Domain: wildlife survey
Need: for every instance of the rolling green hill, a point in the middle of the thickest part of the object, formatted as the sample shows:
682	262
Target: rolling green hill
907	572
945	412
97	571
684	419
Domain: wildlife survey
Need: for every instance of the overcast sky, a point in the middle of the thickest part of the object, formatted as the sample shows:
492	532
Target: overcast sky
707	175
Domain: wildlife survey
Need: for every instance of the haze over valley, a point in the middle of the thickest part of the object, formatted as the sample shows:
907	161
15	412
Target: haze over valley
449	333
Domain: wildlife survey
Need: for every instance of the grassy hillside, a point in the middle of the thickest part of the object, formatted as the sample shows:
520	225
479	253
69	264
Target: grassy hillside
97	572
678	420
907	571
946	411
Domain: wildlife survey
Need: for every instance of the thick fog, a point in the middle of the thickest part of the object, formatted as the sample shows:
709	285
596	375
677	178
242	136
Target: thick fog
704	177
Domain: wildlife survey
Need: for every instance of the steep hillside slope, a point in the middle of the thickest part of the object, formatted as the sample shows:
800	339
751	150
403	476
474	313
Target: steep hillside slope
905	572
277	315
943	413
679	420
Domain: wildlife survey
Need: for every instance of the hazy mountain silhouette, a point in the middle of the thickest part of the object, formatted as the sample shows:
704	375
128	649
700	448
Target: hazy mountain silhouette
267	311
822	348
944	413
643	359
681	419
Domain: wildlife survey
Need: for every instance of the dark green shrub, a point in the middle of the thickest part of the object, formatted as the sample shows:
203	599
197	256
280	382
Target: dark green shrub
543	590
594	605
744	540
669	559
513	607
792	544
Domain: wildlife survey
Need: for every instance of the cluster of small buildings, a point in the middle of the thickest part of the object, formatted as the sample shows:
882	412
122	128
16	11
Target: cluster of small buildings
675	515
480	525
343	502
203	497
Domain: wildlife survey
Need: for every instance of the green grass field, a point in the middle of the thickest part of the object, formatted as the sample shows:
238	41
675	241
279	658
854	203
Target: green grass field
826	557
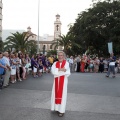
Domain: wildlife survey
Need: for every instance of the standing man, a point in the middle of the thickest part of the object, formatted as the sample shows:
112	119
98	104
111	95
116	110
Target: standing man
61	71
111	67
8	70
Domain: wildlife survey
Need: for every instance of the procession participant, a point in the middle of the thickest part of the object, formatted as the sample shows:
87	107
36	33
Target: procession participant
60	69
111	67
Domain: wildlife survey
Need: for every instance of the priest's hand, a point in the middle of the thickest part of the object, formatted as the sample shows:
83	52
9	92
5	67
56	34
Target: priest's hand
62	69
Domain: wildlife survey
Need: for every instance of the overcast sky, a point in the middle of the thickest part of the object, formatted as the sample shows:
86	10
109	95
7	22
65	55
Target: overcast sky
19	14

========================

→ GOAL OF THE EXERCISE: Write the records out once more, exactly as they appear, with no pictures.

→ OUTPUT FOR THIS TASK:
Domain: wildlife survey
Need: for every instance of the rolling green hill, a point in the middle of the thickest part of the object, formatted as the sample shows:
682	262
Target: rolling green hill
907	572
945	412
97	571
684	419
Domain: wildlife survey
Need: for every instance of the overcast sky, a point in the middle of the thickest part of the object, formatted as the sample shows:
492	532
Target: overcast sky
707	175
Domain: wildlife survey
Need: for every instance of the haze over valley, a point in the middle of the thickest part of the object, formatted as the sample shows:
907	161
15	412
Target: haze over valley
449	333
Domain: wildlife survey
Need: for every instance of the grassy hillside, a point in the middle of the thickest part of the object, formatted as the sample shows:
520	225
479	253
69	264
Target: grassy hillside
97	572
678	420
907	571
946	411
Domain: wildlife survey
Need: for every instance of the thick fog, a point in the middle of the thickest part of the object, formatted as the sample shows:
709	285
596	375
677	178
242	136
Target: thick fog
704	177
Domain: wildlife survey
Need: for every instance of the steep hillside slope, a point in the middle of the thickest part of the object, formatted as the sample shows:
800	339
751	150
403	476
474	313
Target: steep hillside slope
905	572
277	315
943	413
679	420
Domain: wildlife survey
Need: for every instance of the hazy mountain silhouette, a point in the middle of the thickest part of the object, formatted as the sample shows:
704	375
128	649
700	448
Target: hazy mountain silhouette
267	311
822	348
944	413
643	359
681	419
Domain: wildlife survey
Need: for every instance of the dark green shrub, a point in the middle of the thickest part of the object, formatted as the sample shows:
203	599
197	256
280	382
Target: dark green shrub
543	590
594	605
744	540
669	559
513	607
792	544
Domain: wildlife survey
Need: for every instance of the cluster of small buildings, a point in the middle of the thickest part of the object, formatted as the sample shows:
882	412
122	128
16	11
Target: cluster of small buildings
675	515
480	525
343	502
203	497
Domain: wildlife survey
Need: for every instance of the green grass field, a point in the middle of the thickest part of the object, formatted as the sample shows:
238	41
675	241
279	658
854	203
Target: green grass field
826	557
Domain: wildlife survey
Need: for every instance of the standing man, a point in the middle of the thickest part of the object, formatted as the sample shows:
112	119
98	104
111	95
116	110
Target: standing man
61	71
111	67
8	70
Domain: wildlife survey
Need: for every instance of the procession participant, a point in the middle of the thickest part of the object, formatted as the sample shows:
87	107
36	33
Target: procession participant
60	69
111	67
Domain: wildlife survey
Need: for every instance of the priest's hand, a point in the middle of the thickest part of the object, formatted as the sample shows:
83	52
9	92
5	67
56	34
Target: priest's hand
62	69
Domain: wildlife survey
Need: for every instance of the overcast sky, a point in the middle of the thickest part of the object, formatted as the sample shows:
86	10
109	95
7	22
65	55
Target: overcast sky
19	14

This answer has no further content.